> [BRIEF]:
Examine the entries and show every line in which the word "that" is found.

> [MATERIAL FOR THE TASK]:
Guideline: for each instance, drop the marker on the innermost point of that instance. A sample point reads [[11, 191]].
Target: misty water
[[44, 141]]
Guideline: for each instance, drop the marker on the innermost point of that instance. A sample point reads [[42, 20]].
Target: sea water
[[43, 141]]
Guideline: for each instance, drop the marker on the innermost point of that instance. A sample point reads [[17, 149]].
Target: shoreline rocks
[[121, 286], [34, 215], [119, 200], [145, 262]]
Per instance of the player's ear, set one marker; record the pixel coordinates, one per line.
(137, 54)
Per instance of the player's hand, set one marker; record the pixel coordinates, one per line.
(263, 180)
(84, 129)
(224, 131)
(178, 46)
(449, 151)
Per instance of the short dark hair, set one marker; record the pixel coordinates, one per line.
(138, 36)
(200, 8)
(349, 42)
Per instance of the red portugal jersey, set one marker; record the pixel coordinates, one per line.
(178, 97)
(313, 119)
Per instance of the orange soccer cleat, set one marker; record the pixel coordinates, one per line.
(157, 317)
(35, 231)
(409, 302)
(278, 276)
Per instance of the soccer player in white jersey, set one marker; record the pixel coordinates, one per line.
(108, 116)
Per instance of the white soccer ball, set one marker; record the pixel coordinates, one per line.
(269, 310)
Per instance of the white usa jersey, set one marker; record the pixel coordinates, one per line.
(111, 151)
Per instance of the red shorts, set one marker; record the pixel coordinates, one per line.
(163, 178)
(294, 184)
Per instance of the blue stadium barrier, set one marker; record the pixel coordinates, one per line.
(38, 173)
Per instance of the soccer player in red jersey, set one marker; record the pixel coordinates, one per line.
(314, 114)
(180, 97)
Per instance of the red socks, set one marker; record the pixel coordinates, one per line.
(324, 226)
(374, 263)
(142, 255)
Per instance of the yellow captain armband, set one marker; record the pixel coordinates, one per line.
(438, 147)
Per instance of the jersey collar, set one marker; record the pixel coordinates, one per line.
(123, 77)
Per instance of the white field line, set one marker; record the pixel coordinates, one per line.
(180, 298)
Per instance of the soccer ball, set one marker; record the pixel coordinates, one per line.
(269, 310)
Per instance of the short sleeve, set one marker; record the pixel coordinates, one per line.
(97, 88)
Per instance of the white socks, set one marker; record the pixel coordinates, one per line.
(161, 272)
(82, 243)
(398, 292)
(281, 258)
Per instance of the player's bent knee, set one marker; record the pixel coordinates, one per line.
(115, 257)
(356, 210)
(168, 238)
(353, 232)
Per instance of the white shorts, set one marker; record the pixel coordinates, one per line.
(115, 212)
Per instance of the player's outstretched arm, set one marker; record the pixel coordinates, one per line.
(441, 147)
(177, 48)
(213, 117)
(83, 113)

> [ANSWER SECTION]:
Guideline: for each instance, drop the marker on the innermost point of that instance. A sample point reads [[11, 191]].
Guideline: for each instance, drop the marker on the innermost point of that instance. A sample point reads [[42, 20]].
Guideline: for each instance, drop the marker on the innermost point of that instance. A sample point reads [[17, 149]].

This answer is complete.